Material to process
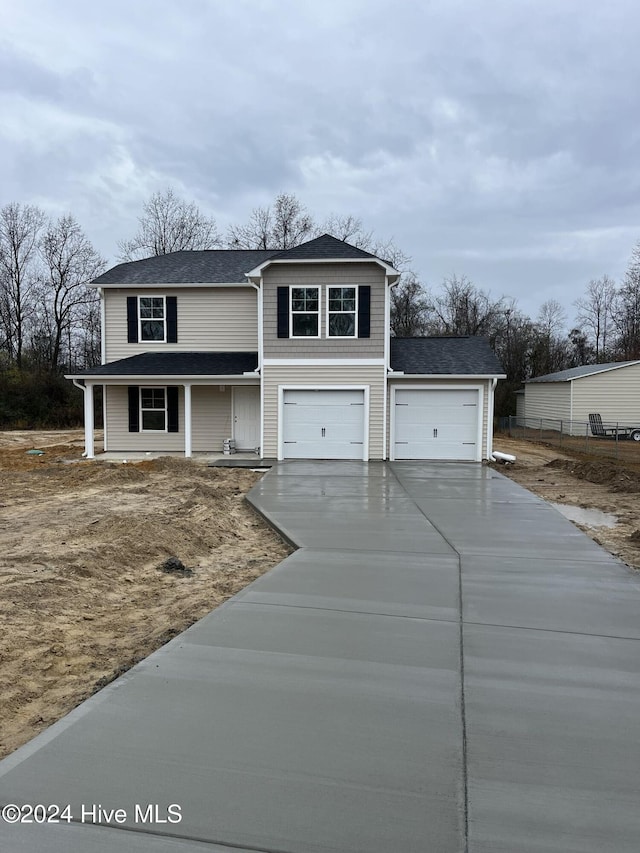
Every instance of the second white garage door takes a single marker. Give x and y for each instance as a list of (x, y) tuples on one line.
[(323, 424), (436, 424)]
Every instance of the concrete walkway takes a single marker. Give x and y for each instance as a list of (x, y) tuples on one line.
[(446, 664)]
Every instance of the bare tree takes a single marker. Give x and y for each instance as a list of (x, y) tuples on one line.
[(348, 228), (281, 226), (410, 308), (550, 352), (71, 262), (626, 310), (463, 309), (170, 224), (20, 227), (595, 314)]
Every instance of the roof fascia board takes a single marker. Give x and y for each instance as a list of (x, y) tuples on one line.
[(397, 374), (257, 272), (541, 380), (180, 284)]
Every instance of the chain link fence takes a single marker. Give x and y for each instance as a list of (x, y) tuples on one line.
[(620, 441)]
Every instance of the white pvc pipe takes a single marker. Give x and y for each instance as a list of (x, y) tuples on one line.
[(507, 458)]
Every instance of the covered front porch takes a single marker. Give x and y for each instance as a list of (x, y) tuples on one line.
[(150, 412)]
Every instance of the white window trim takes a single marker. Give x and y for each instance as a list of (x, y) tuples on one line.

What is asked
Write out all of the material above again, requests included, adding 53 to every x and y coordinate in the answers and leaving the pictures out.

Solved problem
Every instance of the second white garage door takes a single marker. Give x and y for each instance as a list of (x, y) tuples on one line.
[(376, 477), (489, 477)]
Every instance of the concrete walkway takes a single marker. Give x and y for each instance as a list of (x, y) tuples on one line.
[(499, 717)]
Every instance of the bare tree takes a single marker. Give x and y for each instance as a list of (x, y) tuples on one line.
[(401, 281), (334, 279), (463, 361), (603, 405), (124, 315), (679, 363), (516, 362), (223, 277), (73, 280), (648, 367)]
Every instance of the roof fascia board takes a single marker. Give x and y for each instance as a list of (x, y) tuples on one line.
[(450, 427), (310, 325), (594, 433), (233, 337)]
Every instance of the chain link fence takes a single marker. Give x and y for each instance as a list of (x, y) tuples on one line.
[(673, 494)]
Every instance of the white pvc pipe takes a single marker. Give x and y for each instance as a list of (x, y) tuples on one line.
[(560, 511)]
Every instance of the covered front porch takes a single marker. Give x and y for each instance as a list of (x, y) tuples on one line.
[(203, 465)]
Every instance of the white window trim takes a single marker. Give x and y for each instance as a list of (x, y) tuples on one line.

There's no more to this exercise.